(Task inputs):
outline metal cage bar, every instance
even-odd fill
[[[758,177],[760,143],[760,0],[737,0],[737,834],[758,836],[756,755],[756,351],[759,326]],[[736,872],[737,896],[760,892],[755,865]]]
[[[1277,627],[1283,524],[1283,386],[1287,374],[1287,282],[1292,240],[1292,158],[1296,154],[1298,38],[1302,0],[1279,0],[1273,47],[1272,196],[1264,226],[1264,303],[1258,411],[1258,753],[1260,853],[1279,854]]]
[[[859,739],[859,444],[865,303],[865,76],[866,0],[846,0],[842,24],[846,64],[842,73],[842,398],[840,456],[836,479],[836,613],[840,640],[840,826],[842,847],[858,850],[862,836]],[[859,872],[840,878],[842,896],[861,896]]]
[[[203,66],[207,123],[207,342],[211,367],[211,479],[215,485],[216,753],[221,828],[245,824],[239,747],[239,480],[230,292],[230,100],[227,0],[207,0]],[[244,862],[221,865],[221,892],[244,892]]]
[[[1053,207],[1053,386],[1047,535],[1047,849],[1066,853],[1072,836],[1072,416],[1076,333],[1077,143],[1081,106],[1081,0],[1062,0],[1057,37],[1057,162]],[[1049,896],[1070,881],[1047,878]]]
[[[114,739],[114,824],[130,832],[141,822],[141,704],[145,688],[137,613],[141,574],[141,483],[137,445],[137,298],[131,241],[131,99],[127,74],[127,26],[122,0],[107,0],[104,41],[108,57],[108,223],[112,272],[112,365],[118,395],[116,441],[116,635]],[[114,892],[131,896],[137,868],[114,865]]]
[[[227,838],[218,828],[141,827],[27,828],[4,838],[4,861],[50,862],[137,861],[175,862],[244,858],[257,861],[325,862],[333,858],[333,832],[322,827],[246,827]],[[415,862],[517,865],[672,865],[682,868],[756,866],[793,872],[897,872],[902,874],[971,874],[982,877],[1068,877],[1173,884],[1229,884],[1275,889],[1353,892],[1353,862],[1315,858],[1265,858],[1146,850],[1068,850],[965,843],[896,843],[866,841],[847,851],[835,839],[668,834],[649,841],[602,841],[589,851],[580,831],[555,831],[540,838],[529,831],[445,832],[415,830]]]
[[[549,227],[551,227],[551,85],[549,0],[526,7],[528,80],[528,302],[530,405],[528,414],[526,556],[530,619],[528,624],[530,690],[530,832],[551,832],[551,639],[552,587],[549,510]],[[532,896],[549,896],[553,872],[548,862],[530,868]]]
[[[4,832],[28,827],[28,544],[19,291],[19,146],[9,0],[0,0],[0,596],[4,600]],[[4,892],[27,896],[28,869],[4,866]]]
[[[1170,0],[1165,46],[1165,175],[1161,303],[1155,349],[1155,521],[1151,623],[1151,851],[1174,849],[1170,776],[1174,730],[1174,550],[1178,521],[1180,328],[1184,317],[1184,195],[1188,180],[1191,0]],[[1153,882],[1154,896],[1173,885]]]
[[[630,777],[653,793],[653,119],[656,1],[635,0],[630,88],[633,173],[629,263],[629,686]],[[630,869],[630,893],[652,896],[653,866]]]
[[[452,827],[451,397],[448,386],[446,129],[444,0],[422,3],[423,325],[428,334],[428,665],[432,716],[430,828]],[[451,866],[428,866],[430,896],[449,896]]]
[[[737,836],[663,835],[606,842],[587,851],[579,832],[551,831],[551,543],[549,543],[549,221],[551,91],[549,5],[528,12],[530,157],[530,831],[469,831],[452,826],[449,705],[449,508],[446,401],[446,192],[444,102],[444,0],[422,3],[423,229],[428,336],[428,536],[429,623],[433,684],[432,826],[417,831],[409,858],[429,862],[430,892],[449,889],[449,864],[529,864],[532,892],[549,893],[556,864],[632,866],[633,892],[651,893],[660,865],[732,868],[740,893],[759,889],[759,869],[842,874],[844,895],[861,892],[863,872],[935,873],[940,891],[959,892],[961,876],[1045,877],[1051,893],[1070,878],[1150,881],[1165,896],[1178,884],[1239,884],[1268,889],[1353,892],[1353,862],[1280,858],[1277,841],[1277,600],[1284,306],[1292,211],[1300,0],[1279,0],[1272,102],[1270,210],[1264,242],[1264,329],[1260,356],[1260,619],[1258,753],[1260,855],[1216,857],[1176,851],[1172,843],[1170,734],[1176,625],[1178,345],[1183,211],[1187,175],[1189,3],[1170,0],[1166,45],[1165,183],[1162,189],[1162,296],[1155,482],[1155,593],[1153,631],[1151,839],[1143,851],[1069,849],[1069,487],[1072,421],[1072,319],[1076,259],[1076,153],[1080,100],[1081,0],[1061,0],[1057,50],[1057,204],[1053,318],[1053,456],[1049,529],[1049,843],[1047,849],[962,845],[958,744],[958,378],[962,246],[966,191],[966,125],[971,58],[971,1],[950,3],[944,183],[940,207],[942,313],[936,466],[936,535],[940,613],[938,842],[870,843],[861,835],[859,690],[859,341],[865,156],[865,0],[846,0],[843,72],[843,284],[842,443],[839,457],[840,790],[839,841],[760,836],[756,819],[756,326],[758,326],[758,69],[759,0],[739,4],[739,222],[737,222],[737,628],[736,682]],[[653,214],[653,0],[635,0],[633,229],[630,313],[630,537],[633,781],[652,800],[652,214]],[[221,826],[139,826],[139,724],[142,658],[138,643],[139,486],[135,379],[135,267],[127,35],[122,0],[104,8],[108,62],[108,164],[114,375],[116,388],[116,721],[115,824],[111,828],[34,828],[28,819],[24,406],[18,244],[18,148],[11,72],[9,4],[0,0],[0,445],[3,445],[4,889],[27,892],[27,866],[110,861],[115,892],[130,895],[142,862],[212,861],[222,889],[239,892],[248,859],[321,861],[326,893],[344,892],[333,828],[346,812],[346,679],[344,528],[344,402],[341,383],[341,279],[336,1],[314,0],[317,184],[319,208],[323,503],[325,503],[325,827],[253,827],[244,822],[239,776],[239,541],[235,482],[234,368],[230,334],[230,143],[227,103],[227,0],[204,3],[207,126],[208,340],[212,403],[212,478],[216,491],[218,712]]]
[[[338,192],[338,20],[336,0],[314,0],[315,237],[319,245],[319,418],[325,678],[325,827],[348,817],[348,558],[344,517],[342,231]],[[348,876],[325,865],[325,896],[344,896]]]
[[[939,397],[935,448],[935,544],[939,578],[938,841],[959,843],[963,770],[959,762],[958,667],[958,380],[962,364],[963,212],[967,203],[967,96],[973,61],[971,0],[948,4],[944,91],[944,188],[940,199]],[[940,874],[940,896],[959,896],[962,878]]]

(What is asked):
Repeat the material in full, exactly as it stands.

(The answer):
outline metal cage bar, every instance
even-odd fill
[[[758,177],[760,143],[760,0],[737,0],[737,834],[758,836],[756,755],[756,351],[759,326]],[[736,872],[737,896],[760,892],[755,865]]]
[[[1277,627],[1283,524],[1283,386],[1287,374],[1287,282],[1292,240],[1292,158],[1296,154],[1298,38],[1302,0],[1279,0],[1273,47],[1272,196],[1264,226],[1264,303],[1258,411],[1258,753],[1260,853],[1279,854]]]
[[[859,739],[859,444],[865,303],[865,76],[866,0],[846,0],[842,24],[846,64],[842,73],[842,398],[840,456],[836,479],[836,613],[840,640],[840,826],[842,847],[858,850],[862,836]],[[859,872],[840,878],[842,896],[861,896]]]
[[[203,66],[207,123],[207,342],[211,367],[211,479],[215,485],[216,753],[221,828],[245,824],[239,747],[239,480],[230,292],[230,100],[227,0],[207,0]],[[244,862],[221,865],[221,892],[244,892]]]
[[[1053,207],[1053,386],[1047,535],[1047,849],[1066,853],[1072,836],[1072,416],[1076,333],[1077,143],[1081,106],[1081,0],[1062,0],[1057,37],[1057,162]],[[1049,896],[1070,881],[1047,878]]]
[[[114,739],[114,824],[130,832],[141,822],[141,704],[145,688],[137,613],[141,574],[141,483],[137,445],[137,298],[131,241],[131,99],[127,74],[127,26],[122,0],[107,0],[104,41],[108,57],[108,223],[112,272],[112,365],[118,395],[116,441],[116,635]],[[114,892],[131,896],[137,868],[114,865]]]
[[[227,838],[218,828],[141,827],[27,828],[4,838],[4,861],[50,862],[137,861],[175,862],[244,858],[257,861],[325,862],[333,858],[333,832],[322,827],[246,827]],[[415,862],[517,865],[672,865],[682,868],[756,866],[793,872],[897,872],[902,874],[971,874],[982,877],[1068,877],[1173,884],[1229,884],[1275,889],[1353,892],[1353,862],[1315,858],[1265,858],[1146,850],[1068,850],[965,843],[896,843],[866,841],[847,851],[835,839],[668,834],[649,841],[602,841],[589,851],[580,831],[555,831],[540,838],[529,831],[445,832],[415,830]]]
[[[549,227],[551,227],[551,85],[549,0],[526,7],[528,80],[528,302],[530,405],[528,414],[526,556],[530,619],[528,624],[530,690],[530,832],[551,832],[551,639],[552,587],[549,510]],[[532,896],[549,896],[553,872],[548,862],[530,868]]]
[[[4,832],[28,827],[28,544],[19,291],[19,146],[9,0],[0,0],[0,596],[4,600]],[[4,892],[27,896],[28,869],[4,866]]]
[[[1170,0],[1165,46],[1165,175],[1161,303],[1155,349],[1155,521],[1151,623],[1151,851],[1174,849],[1170,776],[1174,730],[1174,550],[1178,521],[1180,328],[1184,317],[1184,195],[1188,180],[1191,0]],[[1153,882],[1154,896],[1173,885]]]
[[[630,777],[653,793],[653,119],[656,1],[635,0],[630,88],[633,173],[629,263],[629,686]],[[630,869],[630,893],[652,896],[653,866]]]
[[[452,827],[451,397],[448,386],[446,129],[444,0],[422,3],[423,325],[428,334],[428,665],[432,716],[430,828]],[[451,866],[428,866],[430,896],[449,896]]]
[[[737,836],[663,835],[606,842],[587,851],[579,832],[551,831],[551,543],[549,543],[549,221],[551,91],[549,5],[528,12],[530,157],[530,831],[469,831],[452,826],[449,705],[449,508],[446,401],[446,192],[444,102],[444,0],[422,3],[423,229],[428,336],[428,536],[429,623],[433,684],[432,826],[417,831],[409,858],[429,862],[430,892],[449,889],[449,864],[529,864],[532,892],[549,893],[556,864],[632,866],[633,892],[651,893],[660,865],[732,868],[740,893],[759,889],[759,869],[842,874],[844,895],[861,892],[863,872],[935,873],[940,891],[959,892],[961,876],[1045,877],[1051,893],[1070,878],[1150,881],[1165,896],[1178,884],[1239,884],[1268,889],[1353,892],[1353,862],[1280,858],[1277,841],[1277,600],[1284,306],[1292,211],[1300,0],[1279,0],[1272,102],[1270,210],[1264,242],[1264,329],[1260,356],[1260,619],[1258,753],[1260,855],[1216,857],[1176,851],[1172,843],[1170,734],[1176,625],[1178,345],[1183,211],[1187,175],[1189,3],[1170,0],[1166,45],[1165,183],[1162,189],[1162,296],[1155,482],[1155,593],[1153,631],[1151,839],[1143,851],[1069,849],[1069,487],[1072,421],[1072,319],[1076,259],[1076,153],[1080,100],[1081,0],[1061,0],[1057,50],[1057,204],[1053,318],[1053,456],[1049,529],[1049,843],[1047,849],[962,845],[958,744],[958,378],[962,246],[966,191],[966,125],[971,58],[971,1],[950,3],[944,183],[940,207],[942,313],[936,466],[936,535],[940,613],[938,842],[870,843],[861,835],[859,690],[859,341],[865,156],[865,0],[846,0],[843,72],[843,284],[842,443],[839,457],[840,790],[839,841],[760,836],[756,819],[756,326],[758,326],[758,69],[759,0],[739,4],[739,222],[737,222],[737,628],[736,682]],[[653,214],[653,0],[635,0],[633,229],[630,313],[630,537],[633,781],[652,800],[652,214]],[[221,826],[139,826],[139,724],[142,658],[138,643],[139,486],[135,379],[135,267],[127,35],[122,0],[104,8],[108,62],[108,164],[114,375],[116,388],[116,721],[115,824],[111,828],[34,828],[28,819],[24,406],[18,244],[18,148],[11,72],[9,4],[0,0],[0,445],[3,445],[4,889],[27,892],[27,866],[110,861],[115,892],[130,895],[142,862],[212,861],[222,889],[239,892],[248,859],[321,861],[326,893],[344,892],[333,828],[346,812],[346,679],[344,528],[344,402],[341,383],[341,279],[336,1],[314,0],[317,184],[319,208],[323,503],[325,503],[325,827],[253,827],[244,822],[239,776],[239,541],[235,482],[234,368],[230,334],[230,143],[227,103],[227,0],[204,3],[207,126],[208,340],[212,403],[212,478],[216,491],[218,712]]]
[[[338,192],[338,20],[336,0],[314,0],[315,237],[319,245],[319,418],[325,678],[325,827],[348,817],[348,558],[344,517],[342,231]],[[348,876],[325,865],[325,896],[344,896]]]
[[[939,397],[935,448],[935,544],[939,578],[938,841],[959,843],[963,770],[959,762],[958,667],[958,380],[962,364],[963,212],[967,203],[967,96],[973,61],[971,0],[948,4],[944,91],[944,188],[940,199]],[[940,874],[940,896],[959,896],[962,878]]]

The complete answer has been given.